[Collection entries]
_____
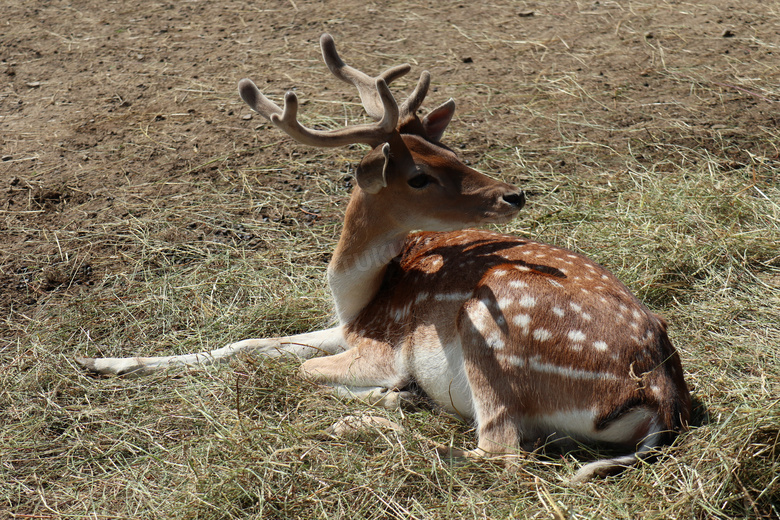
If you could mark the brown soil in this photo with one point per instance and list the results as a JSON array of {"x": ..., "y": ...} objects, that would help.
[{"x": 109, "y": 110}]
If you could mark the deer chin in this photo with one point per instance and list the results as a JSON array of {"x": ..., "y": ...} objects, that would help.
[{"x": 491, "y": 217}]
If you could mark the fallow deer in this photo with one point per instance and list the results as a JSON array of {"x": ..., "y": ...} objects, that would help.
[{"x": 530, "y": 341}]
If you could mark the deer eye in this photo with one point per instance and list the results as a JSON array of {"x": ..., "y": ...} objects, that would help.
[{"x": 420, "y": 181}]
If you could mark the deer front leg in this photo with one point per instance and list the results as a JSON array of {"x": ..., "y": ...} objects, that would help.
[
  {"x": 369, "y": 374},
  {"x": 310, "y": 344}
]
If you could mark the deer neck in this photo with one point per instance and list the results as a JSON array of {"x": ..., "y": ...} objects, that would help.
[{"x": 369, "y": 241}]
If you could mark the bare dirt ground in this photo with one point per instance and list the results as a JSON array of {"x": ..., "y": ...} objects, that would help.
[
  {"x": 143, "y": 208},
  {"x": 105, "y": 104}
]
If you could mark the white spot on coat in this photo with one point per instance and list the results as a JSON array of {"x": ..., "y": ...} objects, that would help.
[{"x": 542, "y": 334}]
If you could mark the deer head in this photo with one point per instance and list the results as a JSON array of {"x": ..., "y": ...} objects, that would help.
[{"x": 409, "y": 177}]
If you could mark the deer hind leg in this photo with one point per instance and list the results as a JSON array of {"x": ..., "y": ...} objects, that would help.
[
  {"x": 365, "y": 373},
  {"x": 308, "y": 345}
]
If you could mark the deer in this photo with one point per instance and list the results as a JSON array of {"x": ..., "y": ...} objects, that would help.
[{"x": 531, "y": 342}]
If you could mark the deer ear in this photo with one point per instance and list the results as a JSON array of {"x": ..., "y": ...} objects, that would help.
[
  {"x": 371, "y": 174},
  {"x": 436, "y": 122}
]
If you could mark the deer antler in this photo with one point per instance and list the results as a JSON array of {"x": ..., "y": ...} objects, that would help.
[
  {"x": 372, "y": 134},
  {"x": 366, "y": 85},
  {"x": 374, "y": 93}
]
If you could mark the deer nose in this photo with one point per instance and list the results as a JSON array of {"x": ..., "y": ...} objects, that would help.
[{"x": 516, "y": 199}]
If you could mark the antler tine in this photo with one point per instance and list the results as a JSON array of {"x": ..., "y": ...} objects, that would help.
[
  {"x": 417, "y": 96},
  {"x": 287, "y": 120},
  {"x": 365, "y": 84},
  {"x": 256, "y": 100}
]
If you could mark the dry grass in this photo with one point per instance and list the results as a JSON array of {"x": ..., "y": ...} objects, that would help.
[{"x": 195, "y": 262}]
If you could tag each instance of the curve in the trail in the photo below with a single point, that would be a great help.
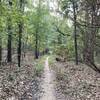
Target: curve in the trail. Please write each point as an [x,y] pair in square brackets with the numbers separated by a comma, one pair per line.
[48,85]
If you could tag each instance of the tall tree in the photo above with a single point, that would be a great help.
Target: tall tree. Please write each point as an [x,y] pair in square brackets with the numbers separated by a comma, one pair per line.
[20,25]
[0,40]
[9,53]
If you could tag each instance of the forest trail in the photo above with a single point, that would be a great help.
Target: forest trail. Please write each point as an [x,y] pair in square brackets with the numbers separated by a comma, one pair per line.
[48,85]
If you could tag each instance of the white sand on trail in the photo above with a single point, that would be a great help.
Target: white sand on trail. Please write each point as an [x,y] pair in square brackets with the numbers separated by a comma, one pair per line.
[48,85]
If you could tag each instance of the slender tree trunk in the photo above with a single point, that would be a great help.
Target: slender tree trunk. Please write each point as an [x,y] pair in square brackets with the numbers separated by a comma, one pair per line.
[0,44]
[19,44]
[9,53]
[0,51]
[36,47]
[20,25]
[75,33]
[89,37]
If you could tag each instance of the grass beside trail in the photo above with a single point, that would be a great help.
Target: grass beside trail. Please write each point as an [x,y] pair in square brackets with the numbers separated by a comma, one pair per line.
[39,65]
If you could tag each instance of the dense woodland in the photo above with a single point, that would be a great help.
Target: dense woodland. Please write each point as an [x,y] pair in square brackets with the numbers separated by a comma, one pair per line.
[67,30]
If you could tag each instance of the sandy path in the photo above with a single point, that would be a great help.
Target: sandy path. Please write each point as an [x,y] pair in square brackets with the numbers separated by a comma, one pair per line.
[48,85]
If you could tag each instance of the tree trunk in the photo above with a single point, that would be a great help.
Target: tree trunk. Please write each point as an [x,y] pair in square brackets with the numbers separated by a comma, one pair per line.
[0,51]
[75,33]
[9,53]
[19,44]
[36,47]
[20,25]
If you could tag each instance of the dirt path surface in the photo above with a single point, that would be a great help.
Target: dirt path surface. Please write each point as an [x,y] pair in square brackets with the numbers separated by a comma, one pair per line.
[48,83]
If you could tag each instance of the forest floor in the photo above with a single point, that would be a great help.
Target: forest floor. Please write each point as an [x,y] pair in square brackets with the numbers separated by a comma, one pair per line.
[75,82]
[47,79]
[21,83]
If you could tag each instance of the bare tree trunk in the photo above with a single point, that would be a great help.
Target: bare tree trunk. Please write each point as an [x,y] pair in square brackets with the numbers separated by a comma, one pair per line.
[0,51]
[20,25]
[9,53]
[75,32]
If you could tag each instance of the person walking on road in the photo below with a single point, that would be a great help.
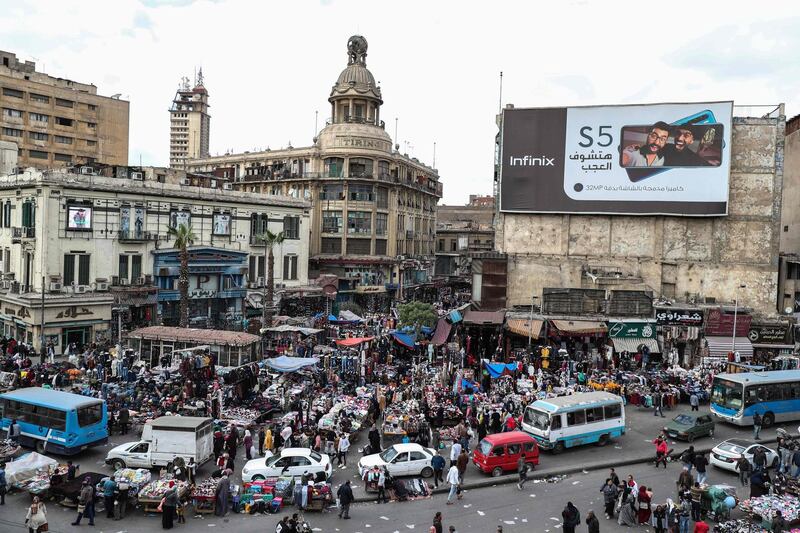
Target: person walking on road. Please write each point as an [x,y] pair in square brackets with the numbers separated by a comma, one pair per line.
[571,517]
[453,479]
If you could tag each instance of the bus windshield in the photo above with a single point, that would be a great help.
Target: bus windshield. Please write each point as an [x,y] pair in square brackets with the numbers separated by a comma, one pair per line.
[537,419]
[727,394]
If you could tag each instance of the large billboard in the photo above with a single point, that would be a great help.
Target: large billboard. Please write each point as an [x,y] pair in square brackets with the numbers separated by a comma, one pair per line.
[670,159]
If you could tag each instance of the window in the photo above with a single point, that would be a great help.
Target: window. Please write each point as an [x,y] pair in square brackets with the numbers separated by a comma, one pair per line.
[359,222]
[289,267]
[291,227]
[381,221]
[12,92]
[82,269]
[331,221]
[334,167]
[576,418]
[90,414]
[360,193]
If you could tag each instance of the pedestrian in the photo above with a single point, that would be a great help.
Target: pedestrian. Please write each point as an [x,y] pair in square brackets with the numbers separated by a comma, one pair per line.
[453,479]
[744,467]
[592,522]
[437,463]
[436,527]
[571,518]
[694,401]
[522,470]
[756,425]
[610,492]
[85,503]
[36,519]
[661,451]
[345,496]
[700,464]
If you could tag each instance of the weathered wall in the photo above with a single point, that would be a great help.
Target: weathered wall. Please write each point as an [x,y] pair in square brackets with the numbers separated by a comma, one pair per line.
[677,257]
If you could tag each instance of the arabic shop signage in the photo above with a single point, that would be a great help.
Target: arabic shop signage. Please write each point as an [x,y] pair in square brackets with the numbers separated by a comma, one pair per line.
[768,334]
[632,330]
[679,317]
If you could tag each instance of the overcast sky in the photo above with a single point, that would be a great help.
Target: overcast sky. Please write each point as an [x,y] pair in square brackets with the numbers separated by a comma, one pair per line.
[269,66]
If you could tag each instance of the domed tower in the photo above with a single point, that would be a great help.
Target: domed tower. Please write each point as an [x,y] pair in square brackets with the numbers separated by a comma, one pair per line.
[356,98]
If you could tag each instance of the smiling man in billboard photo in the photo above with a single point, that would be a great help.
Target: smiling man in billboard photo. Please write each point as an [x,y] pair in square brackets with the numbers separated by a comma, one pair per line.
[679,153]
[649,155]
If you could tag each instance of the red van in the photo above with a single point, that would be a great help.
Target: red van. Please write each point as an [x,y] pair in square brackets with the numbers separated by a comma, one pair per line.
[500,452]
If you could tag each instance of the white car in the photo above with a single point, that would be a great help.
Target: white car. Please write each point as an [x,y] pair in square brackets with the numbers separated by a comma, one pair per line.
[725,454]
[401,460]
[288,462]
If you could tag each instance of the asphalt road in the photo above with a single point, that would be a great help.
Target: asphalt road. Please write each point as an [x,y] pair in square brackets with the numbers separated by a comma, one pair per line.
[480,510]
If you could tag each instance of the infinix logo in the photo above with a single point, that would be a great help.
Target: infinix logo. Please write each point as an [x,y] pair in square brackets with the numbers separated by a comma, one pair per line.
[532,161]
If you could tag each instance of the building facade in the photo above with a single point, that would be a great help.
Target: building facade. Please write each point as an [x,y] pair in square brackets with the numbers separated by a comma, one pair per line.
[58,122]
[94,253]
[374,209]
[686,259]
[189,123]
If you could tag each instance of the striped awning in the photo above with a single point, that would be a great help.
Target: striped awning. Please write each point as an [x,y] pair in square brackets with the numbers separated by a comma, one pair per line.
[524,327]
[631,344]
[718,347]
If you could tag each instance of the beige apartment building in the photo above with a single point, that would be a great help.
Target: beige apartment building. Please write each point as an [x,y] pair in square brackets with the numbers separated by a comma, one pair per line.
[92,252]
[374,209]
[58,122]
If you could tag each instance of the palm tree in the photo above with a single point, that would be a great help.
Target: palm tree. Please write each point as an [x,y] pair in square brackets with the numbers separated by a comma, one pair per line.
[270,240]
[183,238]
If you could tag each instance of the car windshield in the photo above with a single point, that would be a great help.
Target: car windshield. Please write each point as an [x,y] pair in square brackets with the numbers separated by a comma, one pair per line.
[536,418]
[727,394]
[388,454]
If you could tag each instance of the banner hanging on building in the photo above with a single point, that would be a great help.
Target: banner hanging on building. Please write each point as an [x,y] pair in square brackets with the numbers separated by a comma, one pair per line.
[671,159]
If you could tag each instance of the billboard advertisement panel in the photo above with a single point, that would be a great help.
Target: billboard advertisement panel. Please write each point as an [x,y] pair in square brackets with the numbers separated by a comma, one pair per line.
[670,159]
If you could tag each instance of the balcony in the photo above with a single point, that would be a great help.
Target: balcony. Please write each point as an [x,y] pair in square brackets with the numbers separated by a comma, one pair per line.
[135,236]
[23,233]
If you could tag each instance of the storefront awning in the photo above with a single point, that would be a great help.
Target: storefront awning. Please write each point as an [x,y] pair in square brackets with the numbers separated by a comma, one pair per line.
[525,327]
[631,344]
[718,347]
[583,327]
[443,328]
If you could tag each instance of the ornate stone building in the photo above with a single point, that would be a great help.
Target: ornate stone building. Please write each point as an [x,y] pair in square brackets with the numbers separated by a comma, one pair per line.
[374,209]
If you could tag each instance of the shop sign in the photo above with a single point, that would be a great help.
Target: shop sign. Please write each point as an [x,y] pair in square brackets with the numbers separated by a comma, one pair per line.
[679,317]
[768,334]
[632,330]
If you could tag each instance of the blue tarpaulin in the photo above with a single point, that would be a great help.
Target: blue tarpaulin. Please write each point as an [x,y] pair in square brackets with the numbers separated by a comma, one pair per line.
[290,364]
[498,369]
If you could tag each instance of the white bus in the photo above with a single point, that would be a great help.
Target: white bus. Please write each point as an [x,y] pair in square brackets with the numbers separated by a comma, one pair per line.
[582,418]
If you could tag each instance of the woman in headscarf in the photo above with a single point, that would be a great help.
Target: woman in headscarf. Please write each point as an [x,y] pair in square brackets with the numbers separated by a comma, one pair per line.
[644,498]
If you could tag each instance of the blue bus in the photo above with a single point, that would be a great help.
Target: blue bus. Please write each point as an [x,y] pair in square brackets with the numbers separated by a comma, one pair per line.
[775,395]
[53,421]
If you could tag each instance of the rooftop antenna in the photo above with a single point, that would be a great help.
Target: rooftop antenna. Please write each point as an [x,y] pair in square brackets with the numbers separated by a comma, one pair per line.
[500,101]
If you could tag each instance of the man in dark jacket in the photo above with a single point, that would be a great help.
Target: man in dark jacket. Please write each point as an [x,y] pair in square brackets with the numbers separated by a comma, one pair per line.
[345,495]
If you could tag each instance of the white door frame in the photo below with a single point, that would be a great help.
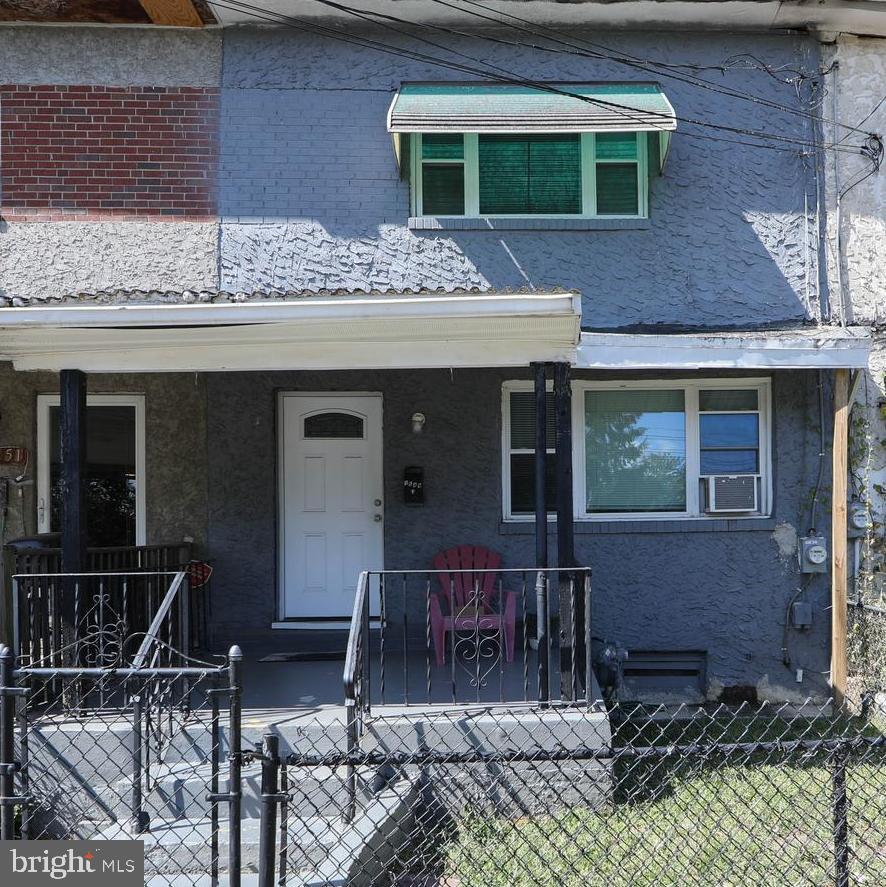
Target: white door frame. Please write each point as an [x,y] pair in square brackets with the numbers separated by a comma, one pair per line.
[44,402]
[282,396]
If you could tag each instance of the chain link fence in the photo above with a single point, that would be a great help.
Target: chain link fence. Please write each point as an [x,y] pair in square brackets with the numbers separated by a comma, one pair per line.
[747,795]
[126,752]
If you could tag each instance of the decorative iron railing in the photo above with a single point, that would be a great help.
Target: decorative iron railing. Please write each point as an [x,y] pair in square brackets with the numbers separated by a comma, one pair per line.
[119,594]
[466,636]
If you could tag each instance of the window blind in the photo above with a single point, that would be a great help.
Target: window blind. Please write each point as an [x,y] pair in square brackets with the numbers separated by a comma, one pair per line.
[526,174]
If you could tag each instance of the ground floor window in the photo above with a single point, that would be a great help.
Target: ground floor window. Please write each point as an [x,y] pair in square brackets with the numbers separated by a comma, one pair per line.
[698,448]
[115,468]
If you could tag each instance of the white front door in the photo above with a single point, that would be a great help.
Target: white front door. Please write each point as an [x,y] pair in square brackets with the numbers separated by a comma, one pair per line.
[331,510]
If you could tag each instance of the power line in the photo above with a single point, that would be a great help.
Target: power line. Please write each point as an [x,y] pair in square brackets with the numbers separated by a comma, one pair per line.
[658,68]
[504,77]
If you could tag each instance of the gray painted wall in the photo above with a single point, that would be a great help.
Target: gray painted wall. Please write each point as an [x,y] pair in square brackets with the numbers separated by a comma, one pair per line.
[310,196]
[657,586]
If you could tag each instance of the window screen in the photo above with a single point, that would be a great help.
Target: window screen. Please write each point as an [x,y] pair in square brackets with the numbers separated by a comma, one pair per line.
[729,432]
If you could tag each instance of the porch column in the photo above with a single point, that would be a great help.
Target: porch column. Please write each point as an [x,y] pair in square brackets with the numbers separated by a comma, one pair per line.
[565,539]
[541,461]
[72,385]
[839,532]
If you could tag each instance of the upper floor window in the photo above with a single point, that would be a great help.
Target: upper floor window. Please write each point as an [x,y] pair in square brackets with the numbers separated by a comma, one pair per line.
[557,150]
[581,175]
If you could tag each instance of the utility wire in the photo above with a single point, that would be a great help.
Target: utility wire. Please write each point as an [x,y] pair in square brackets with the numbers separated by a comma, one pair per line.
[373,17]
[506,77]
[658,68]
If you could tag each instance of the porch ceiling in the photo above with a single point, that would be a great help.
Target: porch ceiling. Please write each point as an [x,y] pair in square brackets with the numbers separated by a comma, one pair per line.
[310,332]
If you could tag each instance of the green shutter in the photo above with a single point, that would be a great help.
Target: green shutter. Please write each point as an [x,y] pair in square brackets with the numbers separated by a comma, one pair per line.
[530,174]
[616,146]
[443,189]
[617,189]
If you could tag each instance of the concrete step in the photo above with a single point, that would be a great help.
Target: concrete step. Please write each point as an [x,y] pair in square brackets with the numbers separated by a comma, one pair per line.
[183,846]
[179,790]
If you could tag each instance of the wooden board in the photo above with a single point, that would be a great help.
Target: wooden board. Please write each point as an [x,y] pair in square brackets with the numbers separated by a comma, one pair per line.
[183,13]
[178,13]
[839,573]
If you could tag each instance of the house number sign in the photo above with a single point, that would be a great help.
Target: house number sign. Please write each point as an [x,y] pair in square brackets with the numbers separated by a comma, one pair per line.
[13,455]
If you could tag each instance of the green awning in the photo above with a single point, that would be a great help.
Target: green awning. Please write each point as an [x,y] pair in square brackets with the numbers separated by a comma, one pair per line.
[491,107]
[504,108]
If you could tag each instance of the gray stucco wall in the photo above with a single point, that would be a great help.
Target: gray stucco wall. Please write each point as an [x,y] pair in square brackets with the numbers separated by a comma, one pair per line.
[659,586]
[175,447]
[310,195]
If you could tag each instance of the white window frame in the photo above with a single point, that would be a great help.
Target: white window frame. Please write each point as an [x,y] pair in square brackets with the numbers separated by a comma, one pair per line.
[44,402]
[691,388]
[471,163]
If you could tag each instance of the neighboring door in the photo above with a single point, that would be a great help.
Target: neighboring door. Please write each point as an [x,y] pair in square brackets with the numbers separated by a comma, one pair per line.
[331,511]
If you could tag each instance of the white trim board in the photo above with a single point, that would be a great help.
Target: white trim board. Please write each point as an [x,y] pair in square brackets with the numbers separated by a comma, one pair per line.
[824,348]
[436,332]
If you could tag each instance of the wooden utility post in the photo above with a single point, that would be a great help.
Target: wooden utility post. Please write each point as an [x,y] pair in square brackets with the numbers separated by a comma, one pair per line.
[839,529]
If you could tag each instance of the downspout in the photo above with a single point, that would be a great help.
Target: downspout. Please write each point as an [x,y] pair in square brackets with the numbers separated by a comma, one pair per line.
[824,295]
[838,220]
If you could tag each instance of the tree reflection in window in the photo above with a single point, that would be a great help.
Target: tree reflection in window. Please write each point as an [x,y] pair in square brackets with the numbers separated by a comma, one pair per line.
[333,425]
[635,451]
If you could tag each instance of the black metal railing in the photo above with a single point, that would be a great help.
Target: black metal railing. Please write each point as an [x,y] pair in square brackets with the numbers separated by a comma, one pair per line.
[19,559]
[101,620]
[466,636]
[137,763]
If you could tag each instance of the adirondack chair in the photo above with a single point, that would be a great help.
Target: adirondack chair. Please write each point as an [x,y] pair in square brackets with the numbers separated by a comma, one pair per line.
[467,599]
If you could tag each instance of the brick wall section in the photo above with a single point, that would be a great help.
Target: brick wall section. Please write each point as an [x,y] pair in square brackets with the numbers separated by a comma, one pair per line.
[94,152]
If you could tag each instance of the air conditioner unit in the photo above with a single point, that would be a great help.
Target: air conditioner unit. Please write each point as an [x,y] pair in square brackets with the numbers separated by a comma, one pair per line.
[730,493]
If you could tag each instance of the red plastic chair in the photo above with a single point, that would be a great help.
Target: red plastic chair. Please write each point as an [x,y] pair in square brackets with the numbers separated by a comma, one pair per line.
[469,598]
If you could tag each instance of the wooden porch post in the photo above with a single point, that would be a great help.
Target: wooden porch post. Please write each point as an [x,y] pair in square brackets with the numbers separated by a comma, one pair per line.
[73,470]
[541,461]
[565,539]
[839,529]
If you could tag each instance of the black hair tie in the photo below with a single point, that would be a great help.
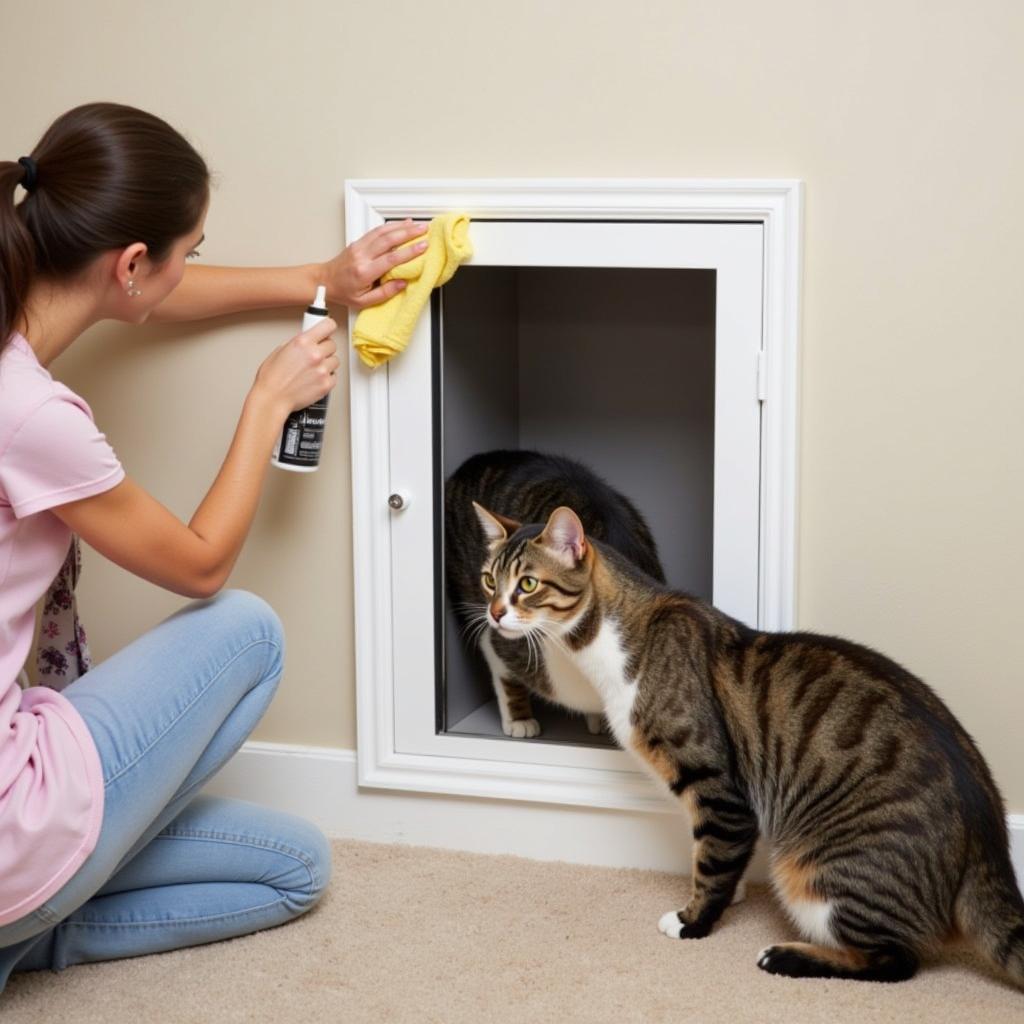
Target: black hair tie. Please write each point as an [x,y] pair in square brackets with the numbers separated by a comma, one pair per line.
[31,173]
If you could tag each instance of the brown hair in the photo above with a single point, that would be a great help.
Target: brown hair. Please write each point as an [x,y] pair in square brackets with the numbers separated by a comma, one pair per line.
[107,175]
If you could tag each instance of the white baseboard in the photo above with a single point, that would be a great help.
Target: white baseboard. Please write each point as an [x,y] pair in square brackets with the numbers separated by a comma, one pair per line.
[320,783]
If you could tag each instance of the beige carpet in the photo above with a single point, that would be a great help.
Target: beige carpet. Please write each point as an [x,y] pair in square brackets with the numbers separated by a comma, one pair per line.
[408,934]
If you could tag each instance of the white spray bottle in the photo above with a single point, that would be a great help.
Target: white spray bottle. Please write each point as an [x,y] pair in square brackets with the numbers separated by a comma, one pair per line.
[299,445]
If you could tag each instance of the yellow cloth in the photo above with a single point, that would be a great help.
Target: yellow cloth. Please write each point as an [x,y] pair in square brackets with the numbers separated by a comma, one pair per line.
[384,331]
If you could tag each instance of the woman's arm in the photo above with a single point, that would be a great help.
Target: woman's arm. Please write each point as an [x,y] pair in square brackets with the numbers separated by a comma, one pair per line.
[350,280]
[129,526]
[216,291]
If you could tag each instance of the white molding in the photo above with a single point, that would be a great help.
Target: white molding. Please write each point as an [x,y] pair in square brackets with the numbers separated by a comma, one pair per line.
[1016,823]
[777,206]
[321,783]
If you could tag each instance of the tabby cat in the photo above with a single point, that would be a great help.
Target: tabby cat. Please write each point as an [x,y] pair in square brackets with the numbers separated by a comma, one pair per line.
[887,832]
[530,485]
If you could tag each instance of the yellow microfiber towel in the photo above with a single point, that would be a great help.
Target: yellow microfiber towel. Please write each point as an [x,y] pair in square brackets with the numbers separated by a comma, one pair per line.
_____
_Your assignment_
Which lines in the records above contain the string "towel"? Copy each one.

_The completed task_
If you could tag each instance of the yellow microfiber towel in the photo above with a single point, that would be a great help.
Target: yellow microfiber towel. Please write each point as an [x,y] pair in square brackets with the numbers separated by a comma, one pair per line.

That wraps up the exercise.